=== Passage to read ===
■ ■ ■ ■ ■
Thursday, January 04, 2007

A Disease Called Alcoholism

Dear Guidance Guy,

I don't think I can live with my mum anymore. I really can't. She blames me for everything, drinks a lot and takes it out on Dad. We got SKY plus yesterday and just as it was set up she asked Dad to go buy her a bottle of vodka, she'd already had 3 bottles over Christmas.

It gets worse, I arrived at a party and she turns up drunk out of her mind, with half a bottle of vodka in her hand. Shouting and all that. Just as a guy started to introduce himself she turned around and said, "Kirsty dddoesn'tttt likeee boooysss withh that nammmeee, herrr exxx boyfriend was callleeddd Kiirkk,

"I'm getting REALLY annoyed, I have no idea what to do. Help!

Kirsty

*** *** ***

Dear Kirsty,

Your mother has a disease. It's called alcoholism. She is physically addicted to alcohol. All of the information you gave me shows she has it, and badly.

You have only one job here, and that is to take care of yourself. I want to make this clear to you (and anyone else who has an alcoholic parent)...it is NOT your job to help your parent get better. They have to make that choice for themselves, then get help, then get a group of people who will support them as they recover from their disease.

I noticed from your email address you are in England. There are many groups that support children of alcoholics. In the United States the most well-known group is called Alanon, or Alateen (for teenagers). I'm sure there is a similar group in the U.K. Someone at school can probably give you information about getting in touch with them.

Your father looks like he doesn't know how to handle this either, since he's buying the vodka she is poisoning herself with. If you feel unsafe - either physically or emotionally - get yourself somewhere where you are secure. Again, someone from school can help with this.

Kristy, the most important thing to know is that your mother isn't trying to hurt you. She has a problem that she doesn't know how to control. This is the alcohol talking, not the mother who loves you. When she recovers she will have a lot of guilt over what happened. It will be wonderful when you can forgive her, and she can forgive herself.
■ ■ ■ ■ ■
=== Given entries ===
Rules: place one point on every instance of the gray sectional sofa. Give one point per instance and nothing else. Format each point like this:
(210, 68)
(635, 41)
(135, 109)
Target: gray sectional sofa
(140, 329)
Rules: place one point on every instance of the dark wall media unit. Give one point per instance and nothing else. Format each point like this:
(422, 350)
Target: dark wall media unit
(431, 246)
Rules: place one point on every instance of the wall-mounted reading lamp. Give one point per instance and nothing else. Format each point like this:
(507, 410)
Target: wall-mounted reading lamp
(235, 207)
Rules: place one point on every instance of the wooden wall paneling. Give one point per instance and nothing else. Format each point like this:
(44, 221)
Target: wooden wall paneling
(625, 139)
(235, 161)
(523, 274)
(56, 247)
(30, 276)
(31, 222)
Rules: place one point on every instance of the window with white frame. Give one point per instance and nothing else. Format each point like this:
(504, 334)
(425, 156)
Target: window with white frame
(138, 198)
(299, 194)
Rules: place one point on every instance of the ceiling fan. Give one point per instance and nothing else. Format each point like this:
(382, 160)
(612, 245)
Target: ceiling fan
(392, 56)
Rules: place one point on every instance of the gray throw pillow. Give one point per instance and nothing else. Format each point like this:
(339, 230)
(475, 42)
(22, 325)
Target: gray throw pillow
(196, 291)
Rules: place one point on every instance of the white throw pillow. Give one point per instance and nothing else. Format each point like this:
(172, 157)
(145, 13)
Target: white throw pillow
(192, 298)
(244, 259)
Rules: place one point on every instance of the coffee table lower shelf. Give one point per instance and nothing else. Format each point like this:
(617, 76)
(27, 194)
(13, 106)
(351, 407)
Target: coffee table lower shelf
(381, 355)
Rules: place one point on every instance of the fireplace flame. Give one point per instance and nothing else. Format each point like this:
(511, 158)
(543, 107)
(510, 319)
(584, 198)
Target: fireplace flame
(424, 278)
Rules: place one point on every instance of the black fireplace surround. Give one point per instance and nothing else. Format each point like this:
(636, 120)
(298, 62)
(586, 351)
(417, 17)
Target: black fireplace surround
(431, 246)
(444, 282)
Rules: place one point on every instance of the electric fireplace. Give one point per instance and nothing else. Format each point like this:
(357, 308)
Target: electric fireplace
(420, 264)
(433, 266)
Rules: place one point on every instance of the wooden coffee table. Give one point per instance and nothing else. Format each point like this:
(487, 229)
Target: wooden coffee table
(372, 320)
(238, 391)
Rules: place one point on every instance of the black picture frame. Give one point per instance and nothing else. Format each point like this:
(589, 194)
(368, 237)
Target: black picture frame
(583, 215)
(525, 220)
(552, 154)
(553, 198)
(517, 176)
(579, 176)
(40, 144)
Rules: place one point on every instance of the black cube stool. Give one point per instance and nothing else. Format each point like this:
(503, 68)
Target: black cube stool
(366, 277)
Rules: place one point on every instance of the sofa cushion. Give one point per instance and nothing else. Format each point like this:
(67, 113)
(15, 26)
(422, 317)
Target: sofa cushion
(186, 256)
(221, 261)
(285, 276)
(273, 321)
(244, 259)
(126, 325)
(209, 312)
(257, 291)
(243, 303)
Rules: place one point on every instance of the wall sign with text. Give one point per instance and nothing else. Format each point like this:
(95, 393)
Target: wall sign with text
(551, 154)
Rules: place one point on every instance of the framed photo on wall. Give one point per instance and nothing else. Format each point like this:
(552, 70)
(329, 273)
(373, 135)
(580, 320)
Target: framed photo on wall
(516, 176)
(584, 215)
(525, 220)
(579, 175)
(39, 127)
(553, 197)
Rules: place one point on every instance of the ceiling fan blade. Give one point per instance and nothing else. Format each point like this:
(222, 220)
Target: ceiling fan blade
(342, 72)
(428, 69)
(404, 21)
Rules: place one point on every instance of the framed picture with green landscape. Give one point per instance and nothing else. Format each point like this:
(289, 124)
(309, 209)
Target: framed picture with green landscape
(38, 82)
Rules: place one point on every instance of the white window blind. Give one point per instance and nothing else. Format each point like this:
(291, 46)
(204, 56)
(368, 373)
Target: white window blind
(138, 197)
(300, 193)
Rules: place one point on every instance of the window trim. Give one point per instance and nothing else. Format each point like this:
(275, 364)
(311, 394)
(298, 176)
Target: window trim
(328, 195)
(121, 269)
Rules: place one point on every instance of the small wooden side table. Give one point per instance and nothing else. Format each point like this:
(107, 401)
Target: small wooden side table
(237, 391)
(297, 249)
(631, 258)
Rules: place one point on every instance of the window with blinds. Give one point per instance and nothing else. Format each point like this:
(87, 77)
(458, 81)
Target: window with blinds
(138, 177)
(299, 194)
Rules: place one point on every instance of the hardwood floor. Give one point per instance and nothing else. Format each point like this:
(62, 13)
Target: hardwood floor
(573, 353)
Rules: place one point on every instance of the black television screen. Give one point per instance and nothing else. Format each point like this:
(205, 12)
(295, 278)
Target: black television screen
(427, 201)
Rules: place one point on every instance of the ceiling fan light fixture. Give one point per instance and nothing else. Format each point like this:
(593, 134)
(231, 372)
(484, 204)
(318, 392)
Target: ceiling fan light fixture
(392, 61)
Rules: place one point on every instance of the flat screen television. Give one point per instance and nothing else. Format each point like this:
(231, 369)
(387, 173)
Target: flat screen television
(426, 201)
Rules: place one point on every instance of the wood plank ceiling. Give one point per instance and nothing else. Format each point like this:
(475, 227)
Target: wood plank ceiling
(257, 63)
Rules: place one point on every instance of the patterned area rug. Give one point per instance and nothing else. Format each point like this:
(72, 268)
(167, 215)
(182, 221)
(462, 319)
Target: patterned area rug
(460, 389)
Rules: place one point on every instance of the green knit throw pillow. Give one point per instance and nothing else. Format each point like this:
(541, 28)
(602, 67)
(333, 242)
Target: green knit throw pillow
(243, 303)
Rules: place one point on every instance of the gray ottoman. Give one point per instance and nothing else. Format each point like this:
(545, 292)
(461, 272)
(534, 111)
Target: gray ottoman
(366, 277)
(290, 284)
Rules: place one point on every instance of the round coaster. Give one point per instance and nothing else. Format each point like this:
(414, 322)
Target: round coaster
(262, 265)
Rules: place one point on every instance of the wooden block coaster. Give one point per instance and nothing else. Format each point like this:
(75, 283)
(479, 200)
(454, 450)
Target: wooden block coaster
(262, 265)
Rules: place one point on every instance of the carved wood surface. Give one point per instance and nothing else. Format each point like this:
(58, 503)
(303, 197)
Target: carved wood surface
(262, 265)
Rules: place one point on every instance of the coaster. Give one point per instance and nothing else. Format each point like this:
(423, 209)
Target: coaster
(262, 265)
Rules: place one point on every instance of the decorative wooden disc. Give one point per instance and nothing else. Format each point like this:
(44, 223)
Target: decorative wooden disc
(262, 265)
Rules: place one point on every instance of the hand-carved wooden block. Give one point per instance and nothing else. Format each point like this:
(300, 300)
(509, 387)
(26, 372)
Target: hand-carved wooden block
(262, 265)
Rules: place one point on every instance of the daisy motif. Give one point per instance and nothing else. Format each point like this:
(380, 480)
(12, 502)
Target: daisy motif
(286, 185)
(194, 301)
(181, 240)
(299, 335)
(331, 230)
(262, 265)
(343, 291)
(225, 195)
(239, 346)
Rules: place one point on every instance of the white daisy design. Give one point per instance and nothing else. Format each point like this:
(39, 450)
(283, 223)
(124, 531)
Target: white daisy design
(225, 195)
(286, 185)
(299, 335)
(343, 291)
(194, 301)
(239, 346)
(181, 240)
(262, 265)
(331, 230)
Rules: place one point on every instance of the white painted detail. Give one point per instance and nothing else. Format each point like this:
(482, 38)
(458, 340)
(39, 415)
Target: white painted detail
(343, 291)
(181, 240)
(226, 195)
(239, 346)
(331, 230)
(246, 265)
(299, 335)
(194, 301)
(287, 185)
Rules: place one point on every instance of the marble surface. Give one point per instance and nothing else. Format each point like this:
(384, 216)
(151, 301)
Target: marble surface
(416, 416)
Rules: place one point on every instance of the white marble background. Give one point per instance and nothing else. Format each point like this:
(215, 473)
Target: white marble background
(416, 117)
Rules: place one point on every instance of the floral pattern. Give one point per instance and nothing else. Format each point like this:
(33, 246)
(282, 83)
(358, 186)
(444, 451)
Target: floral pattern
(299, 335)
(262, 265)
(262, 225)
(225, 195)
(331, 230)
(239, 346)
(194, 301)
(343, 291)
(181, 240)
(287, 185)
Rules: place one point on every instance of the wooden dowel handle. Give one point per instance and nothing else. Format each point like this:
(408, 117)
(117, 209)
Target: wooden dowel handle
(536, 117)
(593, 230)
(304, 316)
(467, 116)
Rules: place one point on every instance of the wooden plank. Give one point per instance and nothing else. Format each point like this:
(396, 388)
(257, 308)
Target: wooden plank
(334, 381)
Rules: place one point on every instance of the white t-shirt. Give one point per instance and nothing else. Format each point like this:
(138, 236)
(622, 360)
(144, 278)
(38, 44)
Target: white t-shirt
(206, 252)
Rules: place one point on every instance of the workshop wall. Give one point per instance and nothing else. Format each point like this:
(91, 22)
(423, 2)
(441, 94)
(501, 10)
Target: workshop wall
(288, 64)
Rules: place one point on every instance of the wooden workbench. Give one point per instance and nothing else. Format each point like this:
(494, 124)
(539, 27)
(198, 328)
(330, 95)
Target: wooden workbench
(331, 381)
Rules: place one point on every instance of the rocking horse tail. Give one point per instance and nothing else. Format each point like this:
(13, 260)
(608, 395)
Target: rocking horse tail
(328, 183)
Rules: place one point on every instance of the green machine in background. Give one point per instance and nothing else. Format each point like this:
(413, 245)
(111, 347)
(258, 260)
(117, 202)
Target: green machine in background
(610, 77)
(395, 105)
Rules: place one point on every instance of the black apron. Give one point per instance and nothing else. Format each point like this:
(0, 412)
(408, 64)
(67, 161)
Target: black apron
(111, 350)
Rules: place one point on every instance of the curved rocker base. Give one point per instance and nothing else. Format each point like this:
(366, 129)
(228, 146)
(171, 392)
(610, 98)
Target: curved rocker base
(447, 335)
■ ■ ■ ■ ■
=== The problem ===
Answer these about the advice column on alcoholism:
(a) How many bottles of vodka had the mother already had over Christmas?
(b) What is the name of the group for teenagers that the reply mentions in the United States?
(c) What does the reply say is the writer's only job?

=== Response to the task ===
(a) 3 bottles.
(b) Alateen.
(c) To take care of herself.